▶ _Dokumentauszug_:
==*==

Entscheidungsstichwort (Thema)
Ernstliche Zweifel an der Vereinbarkeit der Wegzugsbesteuerung mit Gemeinschaftsrecht bei Umzug in einen anderen EU-Mitgliedstaat
Leitsatz (redaktionell)
Auch nach der Ergänzung von § 6 Abs. 2 bis Abs. 7 AStG durch das SEStEG vom 7.12.2006 ist weiterhin ernstlich zweifelhaft, ob die Wegzugsbesteuerung nach § 6 Abs. 1 Satz 1 AStG insoweit mit höherrangigem Europäischem Gemeinschaftsrecht vereinbar ist, als sie in Fällen, in denen das Doppelbesteuerungsabkommen das Besteuerungsrecht für Gewinne aus der Veräußerung von Anteilen im Sinne des § 17 EStG allein dem Ansässigkeitsstaat zuweist, keine Vorsorge dafür trifft, dass die nach dem EuGH-Urteil v. 7.9.2006, C-470/04 unzulässigen Mehrfachbelastungen ausgeschlossen sind.
Normenkette
AStG § 6 Abs. 1 S. 1; AStG Fassung 7.12.2006 § 6; AStG Fassung 7.12.2006 § 21 Abs. 13 S. 1; DBA-Portugal Art. 13 Abs. 4; EG Art. 43; EStG 2002 § 17; FGO § 69 Abs. 3 S. 1, Abs. 2 S. 2
Nachgehend
Tenor
1. Die Vollziehung des Einkommensteuerbescheids 2004 vom 18. November 2005 wird für die Dauer des Hauptsacheverfahrens in Höhe von 157.898 Euro ausgesetzt. Die Verwirkung angefallener Säumniszuschläge wird insoweit aufgehoben, als sie auf die ausgesetzten Beträge entfallen.
2. Der Antragsgegner trägt die Kosten des Verfahrens.
3. Die Beschwerde wird zugelassen.
Tatbestand
I.

==*==

▶ _Angezeigte Daten_:
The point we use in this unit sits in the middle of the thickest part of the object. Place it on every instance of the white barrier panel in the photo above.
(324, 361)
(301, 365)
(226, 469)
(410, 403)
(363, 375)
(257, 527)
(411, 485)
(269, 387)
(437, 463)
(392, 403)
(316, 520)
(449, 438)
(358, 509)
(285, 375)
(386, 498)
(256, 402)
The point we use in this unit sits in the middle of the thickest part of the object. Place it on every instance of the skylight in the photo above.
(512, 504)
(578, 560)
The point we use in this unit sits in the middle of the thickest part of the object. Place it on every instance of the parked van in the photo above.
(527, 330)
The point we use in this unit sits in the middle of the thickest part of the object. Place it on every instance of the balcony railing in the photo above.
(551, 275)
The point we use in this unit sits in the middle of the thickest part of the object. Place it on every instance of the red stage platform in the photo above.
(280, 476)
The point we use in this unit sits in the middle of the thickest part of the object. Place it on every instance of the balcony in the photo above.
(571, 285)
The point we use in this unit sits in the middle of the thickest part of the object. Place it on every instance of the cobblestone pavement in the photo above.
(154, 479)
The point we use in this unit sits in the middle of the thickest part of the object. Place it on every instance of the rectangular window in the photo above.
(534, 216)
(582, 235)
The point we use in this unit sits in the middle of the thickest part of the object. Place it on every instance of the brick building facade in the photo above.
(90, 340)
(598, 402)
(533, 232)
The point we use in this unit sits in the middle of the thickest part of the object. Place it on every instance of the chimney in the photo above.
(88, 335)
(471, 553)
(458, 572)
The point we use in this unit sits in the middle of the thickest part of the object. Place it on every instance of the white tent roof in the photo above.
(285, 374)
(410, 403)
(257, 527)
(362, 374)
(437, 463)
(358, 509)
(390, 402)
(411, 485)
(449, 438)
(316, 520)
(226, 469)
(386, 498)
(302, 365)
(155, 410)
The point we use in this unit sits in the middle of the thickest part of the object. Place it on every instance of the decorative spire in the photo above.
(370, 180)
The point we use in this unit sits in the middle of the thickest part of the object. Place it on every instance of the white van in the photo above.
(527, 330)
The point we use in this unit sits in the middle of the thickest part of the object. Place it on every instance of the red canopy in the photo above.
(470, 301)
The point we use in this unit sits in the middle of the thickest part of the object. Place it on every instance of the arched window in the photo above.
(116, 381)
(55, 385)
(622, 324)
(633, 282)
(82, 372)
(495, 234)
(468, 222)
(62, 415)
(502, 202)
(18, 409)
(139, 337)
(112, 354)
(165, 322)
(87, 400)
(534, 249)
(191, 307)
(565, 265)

==*==

▶ _Zu erledigen_:
1 > Bitte nenne alle Einträge, die der Dokumentauszug unter der Überschrift „Normenkette“ aufführt.
2 > Greif den Dokumentauszug an seinem Ende auf und schreib ihn weiter.

▶ _Schriftliche Antworten_:
1 >
- AStG § 6 Abs. 1 S. 1
- AStG Fassung 7.12.2006 § 6
- AStG Fassung 7.12.2006 § 21 Abs. 13 S. 1
- DBA-Portugal Art. 13 Abs. 4
- EG Art. 43
- EStG 2002 § 17
- FGO § 69 Abs. 3 S. 1, Abs. 2 S. 2

2 >
Streitig im Hauptsacheverfahren, ob die Wegzugsbesteuerung der Antragsteller nach § 6 AStG in der Fassung des Gesetzes über steuerliche Begleitmaßnahmen zur Einführung der Europäischen Gesellschaft und weiterer steuerrechtlicher Vorschriften (SEStEG) rechtmäßig ist. Der Antragsteller und die mit ihm zusammen zu veranlagende Antragstellerin verlegten Ende 2004 ihren Wohnsitz nach Portugal. Der Antragsteller war zu diesem Zeitpunkt zu über 50 % an der G-GmbH bzw. der S-GmbH mit Sitz in der BRD beteiligt. Im April 2005 wurden die Geschäftsanteile veräußert. Das Finanzamt wandte bei der Veranlagung der Antragsteller zur Einkommensteuer für 2004 § 6 AStG a.F. an.
Entscheidungsgründe
II.
Der Antrag ist begründet.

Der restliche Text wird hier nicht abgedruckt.